**Extracted records:**
────────
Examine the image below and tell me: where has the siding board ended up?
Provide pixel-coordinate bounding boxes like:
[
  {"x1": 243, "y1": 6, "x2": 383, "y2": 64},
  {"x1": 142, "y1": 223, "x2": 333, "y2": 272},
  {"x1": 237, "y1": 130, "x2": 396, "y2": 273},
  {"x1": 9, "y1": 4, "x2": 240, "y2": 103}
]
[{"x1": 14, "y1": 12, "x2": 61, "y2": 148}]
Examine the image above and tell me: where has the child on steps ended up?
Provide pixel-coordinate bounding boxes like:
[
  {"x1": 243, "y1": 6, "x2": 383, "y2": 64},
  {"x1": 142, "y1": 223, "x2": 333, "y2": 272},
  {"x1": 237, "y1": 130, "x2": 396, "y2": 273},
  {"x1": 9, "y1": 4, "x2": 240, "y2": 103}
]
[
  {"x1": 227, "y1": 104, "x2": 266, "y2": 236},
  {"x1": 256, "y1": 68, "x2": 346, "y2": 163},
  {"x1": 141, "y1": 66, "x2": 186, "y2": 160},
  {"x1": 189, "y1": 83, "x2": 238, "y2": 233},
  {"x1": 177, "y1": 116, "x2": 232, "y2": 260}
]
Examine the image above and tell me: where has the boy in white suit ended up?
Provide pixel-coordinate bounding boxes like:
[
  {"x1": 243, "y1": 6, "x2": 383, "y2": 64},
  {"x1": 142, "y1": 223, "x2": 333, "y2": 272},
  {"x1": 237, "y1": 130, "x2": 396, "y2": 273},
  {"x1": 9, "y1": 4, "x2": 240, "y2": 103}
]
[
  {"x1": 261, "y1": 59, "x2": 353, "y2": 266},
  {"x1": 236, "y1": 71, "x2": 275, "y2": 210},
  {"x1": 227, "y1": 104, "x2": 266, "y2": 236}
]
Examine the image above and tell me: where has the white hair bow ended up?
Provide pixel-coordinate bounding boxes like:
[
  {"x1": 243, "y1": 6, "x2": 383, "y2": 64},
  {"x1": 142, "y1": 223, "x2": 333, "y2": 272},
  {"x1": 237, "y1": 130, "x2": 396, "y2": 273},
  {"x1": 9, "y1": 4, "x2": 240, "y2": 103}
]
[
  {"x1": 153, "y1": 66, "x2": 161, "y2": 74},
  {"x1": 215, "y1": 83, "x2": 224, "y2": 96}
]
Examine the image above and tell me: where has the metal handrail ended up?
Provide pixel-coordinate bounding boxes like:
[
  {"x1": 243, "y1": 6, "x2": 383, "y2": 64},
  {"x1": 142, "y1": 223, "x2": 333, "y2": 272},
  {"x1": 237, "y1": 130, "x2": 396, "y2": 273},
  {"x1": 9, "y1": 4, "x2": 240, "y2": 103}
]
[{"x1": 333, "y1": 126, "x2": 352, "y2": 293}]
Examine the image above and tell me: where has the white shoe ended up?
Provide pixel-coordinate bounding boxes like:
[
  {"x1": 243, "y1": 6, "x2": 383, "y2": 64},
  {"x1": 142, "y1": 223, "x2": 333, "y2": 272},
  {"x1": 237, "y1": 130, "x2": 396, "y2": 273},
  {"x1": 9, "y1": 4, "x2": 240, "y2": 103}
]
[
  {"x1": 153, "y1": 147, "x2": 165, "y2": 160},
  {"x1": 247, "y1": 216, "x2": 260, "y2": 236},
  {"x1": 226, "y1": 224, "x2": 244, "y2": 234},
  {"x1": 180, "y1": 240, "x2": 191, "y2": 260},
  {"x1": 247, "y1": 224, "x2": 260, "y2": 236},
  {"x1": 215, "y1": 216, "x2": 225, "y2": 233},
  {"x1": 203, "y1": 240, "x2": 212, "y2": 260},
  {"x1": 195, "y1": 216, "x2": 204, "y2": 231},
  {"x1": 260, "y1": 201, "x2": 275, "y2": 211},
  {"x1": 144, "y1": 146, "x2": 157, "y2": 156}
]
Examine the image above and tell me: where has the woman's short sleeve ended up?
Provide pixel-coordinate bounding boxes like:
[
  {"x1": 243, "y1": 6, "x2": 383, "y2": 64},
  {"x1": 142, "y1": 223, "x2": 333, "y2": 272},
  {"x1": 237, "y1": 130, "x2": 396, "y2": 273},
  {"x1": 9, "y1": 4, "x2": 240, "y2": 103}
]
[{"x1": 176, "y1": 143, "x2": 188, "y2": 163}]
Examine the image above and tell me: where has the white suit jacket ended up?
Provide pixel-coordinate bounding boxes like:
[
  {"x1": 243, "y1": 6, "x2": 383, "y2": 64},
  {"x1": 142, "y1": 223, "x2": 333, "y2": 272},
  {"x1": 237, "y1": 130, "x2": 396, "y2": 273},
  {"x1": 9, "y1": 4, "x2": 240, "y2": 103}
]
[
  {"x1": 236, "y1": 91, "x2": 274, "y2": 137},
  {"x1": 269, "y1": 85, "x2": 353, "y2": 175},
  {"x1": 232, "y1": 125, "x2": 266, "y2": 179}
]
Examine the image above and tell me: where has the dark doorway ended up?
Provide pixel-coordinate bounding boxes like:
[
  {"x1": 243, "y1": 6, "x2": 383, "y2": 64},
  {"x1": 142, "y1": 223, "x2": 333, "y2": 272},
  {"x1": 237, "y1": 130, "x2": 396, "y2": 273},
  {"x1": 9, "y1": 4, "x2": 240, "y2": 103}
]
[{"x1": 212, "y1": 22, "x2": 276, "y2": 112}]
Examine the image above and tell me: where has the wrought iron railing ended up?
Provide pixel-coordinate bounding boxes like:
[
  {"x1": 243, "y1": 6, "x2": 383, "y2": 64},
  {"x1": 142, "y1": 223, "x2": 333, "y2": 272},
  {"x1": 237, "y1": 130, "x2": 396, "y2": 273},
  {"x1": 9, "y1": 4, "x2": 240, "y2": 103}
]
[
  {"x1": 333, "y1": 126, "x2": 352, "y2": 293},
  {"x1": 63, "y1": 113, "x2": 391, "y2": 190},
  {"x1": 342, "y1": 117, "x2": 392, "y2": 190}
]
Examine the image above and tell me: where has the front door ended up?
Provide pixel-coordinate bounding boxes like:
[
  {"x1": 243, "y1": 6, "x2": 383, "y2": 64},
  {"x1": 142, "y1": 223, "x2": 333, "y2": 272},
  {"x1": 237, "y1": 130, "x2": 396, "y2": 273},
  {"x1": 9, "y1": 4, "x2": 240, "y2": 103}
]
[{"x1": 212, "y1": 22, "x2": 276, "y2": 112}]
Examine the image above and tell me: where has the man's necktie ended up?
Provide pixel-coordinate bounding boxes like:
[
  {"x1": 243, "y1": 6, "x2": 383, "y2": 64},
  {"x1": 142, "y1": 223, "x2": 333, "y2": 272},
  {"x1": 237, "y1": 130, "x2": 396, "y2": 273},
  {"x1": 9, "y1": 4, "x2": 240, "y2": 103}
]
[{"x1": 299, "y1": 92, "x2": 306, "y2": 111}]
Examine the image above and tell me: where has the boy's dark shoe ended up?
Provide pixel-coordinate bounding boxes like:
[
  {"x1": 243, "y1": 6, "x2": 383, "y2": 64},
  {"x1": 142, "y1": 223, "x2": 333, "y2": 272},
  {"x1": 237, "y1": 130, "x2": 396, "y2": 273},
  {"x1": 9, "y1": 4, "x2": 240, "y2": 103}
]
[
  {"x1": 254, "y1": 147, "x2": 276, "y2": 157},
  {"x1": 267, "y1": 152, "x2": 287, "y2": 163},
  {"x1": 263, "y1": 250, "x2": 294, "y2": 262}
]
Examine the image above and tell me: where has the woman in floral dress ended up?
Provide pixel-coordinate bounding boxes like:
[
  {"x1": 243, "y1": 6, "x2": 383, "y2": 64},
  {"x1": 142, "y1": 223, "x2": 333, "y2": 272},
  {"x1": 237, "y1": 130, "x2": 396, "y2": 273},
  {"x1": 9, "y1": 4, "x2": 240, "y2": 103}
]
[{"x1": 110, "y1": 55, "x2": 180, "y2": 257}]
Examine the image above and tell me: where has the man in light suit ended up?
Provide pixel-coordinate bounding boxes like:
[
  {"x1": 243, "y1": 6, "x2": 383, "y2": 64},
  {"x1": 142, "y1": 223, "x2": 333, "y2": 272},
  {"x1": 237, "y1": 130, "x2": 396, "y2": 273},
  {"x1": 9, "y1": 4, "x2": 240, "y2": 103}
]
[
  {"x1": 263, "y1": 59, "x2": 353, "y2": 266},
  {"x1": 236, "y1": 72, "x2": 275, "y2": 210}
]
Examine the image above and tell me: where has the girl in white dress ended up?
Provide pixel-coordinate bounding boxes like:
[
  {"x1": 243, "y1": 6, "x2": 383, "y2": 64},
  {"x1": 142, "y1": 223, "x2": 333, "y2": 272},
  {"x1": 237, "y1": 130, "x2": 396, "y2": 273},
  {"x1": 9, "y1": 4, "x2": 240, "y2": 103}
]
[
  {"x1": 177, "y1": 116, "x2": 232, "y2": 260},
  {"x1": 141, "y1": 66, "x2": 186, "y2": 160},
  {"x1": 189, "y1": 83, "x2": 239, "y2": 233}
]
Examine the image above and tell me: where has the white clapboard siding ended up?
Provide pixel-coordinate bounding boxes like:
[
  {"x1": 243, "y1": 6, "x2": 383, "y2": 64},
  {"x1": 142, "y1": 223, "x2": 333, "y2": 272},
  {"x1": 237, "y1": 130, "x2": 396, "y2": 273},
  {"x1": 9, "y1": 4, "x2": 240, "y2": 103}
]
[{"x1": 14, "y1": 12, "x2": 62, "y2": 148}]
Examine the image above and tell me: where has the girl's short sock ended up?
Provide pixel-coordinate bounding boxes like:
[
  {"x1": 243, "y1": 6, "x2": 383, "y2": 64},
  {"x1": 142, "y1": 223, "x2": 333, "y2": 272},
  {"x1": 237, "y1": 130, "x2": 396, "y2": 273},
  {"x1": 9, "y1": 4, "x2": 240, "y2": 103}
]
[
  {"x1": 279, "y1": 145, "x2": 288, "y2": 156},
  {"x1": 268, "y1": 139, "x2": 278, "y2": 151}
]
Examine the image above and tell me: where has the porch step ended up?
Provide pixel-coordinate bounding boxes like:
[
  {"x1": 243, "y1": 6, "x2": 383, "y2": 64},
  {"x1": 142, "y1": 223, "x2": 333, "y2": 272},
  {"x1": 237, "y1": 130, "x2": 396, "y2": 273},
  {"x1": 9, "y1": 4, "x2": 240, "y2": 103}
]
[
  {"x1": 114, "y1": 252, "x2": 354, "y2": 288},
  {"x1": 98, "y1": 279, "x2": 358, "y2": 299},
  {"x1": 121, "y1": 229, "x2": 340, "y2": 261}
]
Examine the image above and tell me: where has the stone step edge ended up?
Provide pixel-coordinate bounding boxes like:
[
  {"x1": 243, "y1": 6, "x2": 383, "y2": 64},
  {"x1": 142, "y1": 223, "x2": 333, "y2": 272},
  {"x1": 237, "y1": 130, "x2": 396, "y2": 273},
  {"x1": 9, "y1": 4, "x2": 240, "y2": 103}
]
────────
**EXERCISE DESCRIPTION:** Starting with the line that contains "white dress ended up?", return each line through the last one of the data above, exactly as written and nothing more.

**OUTPUT OF THE EXERCISE:**
Examine the image above and tell me: where has the girl in white dress ended up?
Provide pixel-coordinate bounding boxes like:
[
  {"x1": 243, "y1": 6, "x2": 383, "y2": 64},
  {"x1": 142, "y1": 223, "x2": 333, "y2": 272},
  {"x1": 237, "y1": 130, "x2": 396, "y2": 273},
  {"x1": 9, "y1": 4, "x2": 240, "y2": 103}
]
[
  {"x1": 177, "y1": 116, "x2": 232, "y2": 260},
  {"x1": 141, "y1": 66, "x2": 186, "y2": 160},
  {"x1": 189, "y1": 83, "x2": 239, "y2": 233}
]
Examine the image above and tell me: where has the white clapboard siding ended up?
Provide pixel-coordinate bounding boxes like:
[
  {"x1": 243, "y1": 6, "x2": 383, "y2": 64},
  {"x1": 142, "y1": 223, "x2": 333, "y2": 272},
  {"x1": 237, "y1": 130, "x2": 396, "y2": 273},
  {"x1": 9, "y1": 4, "x2": 240, "y2": 103}
]
[{"x1": 14, "y1": 12, "x2": 62, "y2": 148}]
Examine the image above and tell me: where has the girl's short sock ended up?
Provide pixel-coordinate bounding boxes like:
[
  {"x1": 243, "y1": 6, "x2": 383, "y2": 64},
  {"x1": 142, "y1": 223, "x2": 333, "y2": 272},
  {"x1": 237, "y1": 130, "x2": 396, "y2": 273},
  {"x1": 9, "y1": 4, "x2": 240, "y2": 103}
]
[
  {"x1": 279, "y1": 145, "x2": 288, "y2": 156},
  {"x1": 268, "y1": 139, "x2": 278, "y2": 151}
]
Examine the image above and tell me: where has the porch step ended up?
Provide pixel-coordinate bounding boxes like:
[
  {"x1": 243, "y1": 6, "x2": 383, "y2": 64},
  {"x1": 142, "y1": 223, "x2": 333, "y2": 272},
  {"x1": 237, "y1": 130, "x2": 396, "y2": 273},
  {"x1": 9, "y1": 4, "x2": 240, "y2": 103}
]
[
  {"x1": 114, "y1": 252, "x2": 354, "y2": 288},
  {"x1": 98, "y1": 279, "x2": 358, "y2": 299},
  {"x1": 121, "y1": 229, "x2": 340, "y2": 261}
]
Examine the image above and tell me: where has the stone step edge ended up?
Provide pixel-coordinate bounding boxes like:
[
  {"x1": 243, "y1": 6, "x2": 383, "y2": 64},
  {"x1": 142, "y1": 223, "x2": 333, "y2": 272},
  {"x1": 237, "y1": 130, "x2": 396, "y2": 273},
  {"x1": 9, "y1": 4, "x2": 240, "y2": 103}
]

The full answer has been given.